## WORK TO COMPLETE
Rewrite the rows below, from the first line through the line containing "112 263 L 81", as a numbered list. Include both ends and omit any blank lines.

(Some rows)
--

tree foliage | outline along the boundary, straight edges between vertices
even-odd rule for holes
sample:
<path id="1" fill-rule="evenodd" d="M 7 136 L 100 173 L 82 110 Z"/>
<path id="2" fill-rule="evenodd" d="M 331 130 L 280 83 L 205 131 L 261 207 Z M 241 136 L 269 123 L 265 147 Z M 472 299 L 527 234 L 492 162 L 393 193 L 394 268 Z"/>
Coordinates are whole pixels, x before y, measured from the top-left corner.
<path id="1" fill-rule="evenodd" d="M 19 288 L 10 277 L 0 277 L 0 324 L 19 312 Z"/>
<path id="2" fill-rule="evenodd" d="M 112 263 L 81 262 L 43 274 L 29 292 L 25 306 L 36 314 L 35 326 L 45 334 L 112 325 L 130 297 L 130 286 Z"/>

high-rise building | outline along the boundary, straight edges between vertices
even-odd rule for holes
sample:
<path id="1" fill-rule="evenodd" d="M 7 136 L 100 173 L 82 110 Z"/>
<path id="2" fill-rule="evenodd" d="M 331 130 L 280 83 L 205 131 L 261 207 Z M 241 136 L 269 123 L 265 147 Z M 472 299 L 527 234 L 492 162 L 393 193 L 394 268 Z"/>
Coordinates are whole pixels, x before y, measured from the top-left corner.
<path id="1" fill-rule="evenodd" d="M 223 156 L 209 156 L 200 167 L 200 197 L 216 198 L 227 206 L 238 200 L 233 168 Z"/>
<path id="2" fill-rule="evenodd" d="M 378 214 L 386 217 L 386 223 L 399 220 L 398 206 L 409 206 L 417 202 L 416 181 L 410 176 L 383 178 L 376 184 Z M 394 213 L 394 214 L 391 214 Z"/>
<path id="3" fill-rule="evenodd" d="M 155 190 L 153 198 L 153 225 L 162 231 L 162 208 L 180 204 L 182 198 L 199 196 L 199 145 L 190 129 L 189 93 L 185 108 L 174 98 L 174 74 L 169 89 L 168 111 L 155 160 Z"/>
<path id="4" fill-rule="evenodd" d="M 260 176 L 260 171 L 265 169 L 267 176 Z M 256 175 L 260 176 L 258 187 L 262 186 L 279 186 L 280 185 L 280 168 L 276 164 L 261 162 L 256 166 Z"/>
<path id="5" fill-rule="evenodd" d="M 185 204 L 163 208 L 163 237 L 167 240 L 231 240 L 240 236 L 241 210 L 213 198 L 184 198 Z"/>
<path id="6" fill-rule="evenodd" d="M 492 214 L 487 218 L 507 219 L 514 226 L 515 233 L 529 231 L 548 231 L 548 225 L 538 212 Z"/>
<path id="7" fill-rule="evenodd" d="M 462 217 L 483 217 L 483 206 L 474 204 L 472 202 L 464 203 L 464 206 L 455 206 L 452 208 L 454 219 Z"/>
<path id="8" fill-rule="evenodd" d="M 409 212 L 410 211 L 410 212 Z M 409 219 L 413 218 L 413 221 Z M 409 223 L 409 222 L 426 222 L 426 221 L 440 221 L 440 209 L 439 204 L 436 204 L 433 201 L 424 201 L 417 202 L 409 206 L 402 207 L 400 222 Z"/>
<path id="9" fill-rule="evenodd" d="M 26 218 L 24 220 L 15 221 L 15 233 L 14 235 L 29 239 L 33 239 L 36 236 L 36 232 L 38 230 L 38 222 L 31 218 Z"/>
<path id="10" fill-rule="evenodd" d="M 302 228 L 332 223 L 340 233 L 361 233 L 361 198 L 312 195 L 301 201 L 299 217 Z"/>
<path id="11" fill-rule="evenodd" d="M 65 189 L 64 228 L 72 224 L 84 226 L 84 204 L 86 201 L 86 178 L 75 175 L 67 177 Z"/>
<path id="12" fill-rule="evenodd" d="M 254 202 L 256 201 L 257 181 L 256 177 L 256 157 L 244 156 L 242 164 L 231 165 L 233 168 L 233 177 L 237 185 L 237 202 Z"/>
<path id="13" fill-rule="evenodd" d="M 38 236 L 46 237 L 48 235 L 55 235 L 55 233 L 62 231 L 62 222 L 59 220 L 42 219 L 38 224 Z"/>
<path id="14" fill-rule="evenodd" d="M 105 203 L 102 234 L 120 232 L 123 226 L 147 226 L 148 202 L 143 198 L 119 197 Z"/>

--

## FULL ANSWER
1. tree foliage | outline along the boundary, straight edges between vertices
2. even-odd rule for holes
3. sample:
4. <path id="1" fill-rule="evenodd" d="M 7 136 L 100 173 L 82 110 Z"/>
5. <path id="2" fill-rule="evenodd" d="M 331 130 L 280 83 L 205 131 L 261 207 Z M 241 136 L 269 123 L 265 147 Z M 472 299 L 527 234 L 492 162 L 393 193 L 394 268 Z"/>
6. Coordinates are whole pixels, x before y, measured from the top-left corner.
7. <path id="1" fill-rule="evenodd" d="M 19 288 L 10 277 L 0 277 L 0 324 L 19 312 Z"/>
8. <path id="2" fill-rule="evenodd" d="M 112 263 L 81 262 L 43 274 L 29 292 L 25 306 L 36 314 L 35 326 L 45 334 L 112 325 L 130 297 L 130 286 Z"/>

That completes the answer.